(Aim 1)
Reproduce the entries word for word, starting at the line that contains "In the photo above, where can the concrete" and running through the end of the entries, with both ends included.

(Passage)
If I was talking to Alex Hager today, I would no longer describe a glimmer of hope.
The Failure Mode
One of the most useful questions I learned to ask as a reporter covering water involved drilling down to the question of what happens when scarcity finally bites. What is the failure mode? Who actually doesn’t get water? How does that work?
The combination of Jack’s analysis and Reclamation’s latest 24-month study suggests that we need to be asking that question in the near term. When Powell approaches minimum power pool, and Mead drops below 1030, whose water use will be curtailed to protect the system? If your answer involves a defense of why your own water supply should not be reduced, you’re doing this wrong. Everyone needs to be realistic about their risk of a legal outcome different from their agency lawyer’s position. But we also need to recognize moral obligations here, to find ways to share in this shrinking river. How are we going to come together, as a community, to respond?
The longer term argument also needs to begin to take this form.

(Aim 2)
Translate this sentence from the passage on water scarcity into Spanish: "How are we going to come together, as a community, to respond?"

(Input material)
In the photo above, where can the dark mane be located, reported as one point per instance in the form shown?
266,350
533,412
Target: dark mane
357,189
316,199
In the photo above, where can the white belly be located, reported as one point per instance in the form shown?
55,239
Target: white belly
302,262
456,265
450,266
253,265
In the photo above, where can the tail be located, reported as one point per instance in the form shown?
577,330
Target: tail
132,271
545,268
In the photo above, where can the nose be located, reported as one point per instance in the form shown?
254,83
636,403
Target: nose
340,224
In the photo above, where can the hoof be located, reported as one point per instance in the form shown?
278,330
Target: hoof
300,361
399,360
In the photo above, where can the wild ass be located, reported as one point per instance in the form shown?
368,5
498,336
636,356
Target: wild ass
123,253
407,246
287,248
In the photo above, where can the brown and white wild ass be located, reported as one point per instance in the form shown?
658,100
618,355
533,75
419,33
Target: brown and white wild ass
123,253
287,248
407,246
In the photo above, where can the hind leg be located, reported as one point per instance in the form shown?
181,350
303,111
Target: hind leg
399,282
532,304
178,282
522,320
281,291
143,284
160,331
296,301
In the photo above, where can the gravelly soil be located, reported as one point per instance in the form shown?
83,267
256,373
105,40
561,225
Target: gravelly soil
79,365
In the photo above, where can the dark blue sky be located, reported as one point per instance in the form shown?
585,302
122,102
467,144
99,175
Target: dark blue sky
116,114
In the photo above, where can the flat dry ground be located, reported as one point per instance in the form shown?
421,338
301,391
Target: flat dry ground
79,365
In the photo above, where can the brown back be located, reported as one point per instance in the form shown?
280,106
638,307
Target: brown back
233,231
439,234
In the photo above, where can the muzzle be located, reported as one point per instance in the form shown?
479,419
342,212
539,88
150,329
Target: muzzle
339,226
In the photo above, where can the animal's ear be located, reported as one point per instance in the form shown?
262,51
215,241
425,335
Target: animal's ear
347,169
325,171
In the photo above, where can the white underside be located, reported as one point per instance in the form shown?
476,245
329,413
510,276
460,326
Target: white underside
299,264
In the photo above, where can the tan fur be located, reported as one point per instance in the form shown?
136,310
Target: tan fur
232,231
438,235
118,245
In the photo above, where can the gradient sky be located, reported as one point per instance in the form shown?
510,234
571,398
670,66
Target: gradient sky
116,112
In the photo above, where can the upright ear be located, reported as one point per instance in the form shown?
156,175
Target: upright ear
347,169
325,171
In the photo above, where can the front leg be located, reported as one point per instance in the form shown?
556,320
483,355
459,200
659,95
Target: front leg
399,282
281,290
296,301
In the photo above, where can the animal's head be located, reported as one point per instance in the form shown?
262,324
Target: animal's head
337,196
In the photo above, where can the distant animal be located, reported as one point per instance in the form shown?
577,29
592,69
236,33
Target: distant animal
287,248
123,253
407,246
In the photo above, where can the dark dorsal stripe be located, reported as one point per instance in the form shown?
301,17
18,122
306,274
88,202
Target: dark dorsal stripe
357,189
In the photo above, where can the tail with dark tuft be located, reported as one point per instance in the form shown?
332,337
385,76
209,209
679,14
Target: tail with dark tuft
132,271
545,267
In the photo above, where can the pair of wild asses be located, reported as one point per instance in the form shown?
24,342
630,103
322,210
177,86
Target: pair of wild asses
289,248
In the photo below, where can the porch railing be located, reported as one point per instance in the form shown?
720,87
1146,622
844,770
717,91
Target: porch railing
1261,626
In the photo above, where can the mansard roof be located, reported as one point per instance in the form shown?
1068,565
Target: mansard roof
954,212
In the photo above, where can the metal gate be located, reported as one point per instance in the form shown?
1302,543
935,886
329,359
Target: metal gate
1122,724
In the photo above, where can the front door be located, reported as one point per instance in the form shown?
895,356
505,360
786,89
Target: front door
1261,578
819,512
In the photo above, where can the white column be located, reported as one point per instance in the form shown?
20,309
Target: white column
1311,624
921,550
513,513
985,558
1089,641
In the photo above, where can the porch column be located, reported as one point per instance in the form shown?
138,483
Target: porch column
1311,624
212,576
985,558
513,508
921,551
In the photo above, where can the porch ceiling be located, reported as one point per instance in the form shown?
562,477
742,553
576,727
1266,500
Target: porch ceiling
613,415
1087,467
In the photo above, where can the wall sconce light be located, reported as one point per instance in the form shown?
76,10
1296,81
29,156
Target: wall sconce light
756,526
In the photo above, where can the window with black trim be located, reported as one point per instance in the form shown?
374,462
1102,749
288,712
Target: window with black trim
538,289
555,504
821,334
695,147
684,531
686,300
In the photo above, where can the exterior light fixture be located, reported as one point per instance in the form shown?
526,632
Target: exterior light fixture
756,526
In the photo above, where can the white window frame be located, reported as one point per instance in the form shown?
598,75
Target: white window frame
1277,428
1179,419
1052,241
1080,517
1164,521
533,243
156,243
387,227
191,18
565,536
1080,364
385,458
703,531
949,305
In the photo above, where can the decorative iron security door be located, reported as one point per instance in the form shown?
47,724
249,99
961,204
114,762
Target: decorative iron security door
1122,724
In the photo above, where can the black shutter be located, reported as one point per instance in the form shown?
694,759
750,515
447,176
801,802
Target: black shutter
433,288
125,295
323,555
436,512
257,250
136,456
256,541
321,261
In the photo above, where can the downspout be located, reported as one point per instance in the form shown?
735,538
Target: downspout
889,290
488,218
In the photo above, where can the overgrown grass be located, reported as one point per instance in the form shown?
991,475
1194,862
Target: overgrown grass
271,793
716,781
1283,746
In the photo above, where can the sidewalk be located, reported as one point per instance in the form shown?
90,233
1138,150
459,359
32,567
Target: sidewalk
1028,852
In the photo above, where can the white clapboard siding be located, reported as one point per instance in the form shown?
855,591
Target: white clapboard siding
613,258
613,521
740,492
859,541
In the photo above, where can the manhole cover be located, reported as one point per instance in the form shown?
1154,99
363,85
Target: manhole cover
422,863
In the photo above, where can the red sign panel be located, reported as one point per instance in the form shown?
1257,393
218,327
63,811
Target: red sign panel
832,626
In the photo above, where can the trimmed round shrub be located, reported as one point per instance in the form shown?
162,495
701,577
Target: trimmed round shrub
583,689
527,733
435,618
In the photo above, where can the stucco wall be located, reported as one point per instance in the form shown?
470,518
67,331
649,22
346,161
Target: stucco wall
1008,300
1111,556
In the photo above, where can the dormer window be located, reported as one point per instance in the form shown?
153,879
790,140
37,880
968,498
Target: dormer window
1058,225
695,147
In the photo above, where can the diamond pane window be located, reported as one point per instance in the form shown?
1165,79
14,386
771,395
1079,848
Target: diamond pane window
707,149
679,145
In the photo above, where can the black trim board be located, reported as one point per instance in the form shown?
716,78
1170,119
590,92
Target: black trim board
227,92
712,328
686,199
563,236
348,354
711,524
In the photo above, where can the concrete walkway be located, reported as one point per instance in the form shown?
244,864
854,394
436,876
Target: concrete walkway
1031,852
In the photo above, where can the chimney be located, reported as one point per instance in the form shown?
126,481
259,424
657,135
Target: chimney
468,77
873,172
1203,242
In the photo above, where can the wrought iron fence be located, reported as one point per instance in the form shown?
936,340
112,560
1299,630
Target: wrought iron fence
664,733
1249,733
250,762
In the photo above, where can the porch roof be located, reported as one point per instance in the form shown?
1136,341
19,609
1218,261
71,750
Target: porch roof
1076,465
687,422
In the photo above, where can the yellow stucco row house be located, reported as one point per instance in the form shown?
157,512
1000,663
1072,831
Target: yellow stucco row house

(Task solution 1)
In the photo above, where can the concrete walkway be located, reported as one point per instance in the form shown?
244,864
854,394
436,876
Target: concrete walkway
1031,852
In the photo above, where can the chimney be located, reported as one point per instance in the form shown?
126,481
259,424
657,135
Target: chimney
468,77
873,172
1203,242
In the photo above, where can the wrought iron fence be located, reported as one point per instance in the form shown?
936,340
112,560
1299,630
Target: wrought iron fence
664,733
1249,733
250,762
In the photo above, where can the porch roof be located, reported as one point per instance in the form shown?
1136,341
19,609
1218,261
71,750
Target: porch roof
1076,465
687,422
In the photo above, where can the yellow stucco row house be located, reported as one point per instance in the form shown?
157,512
1000,663
1072,831
Target: yellow stucco row house

(Task solution 2)
¿Cómo vamos a unirnos, como comunidad, para responder?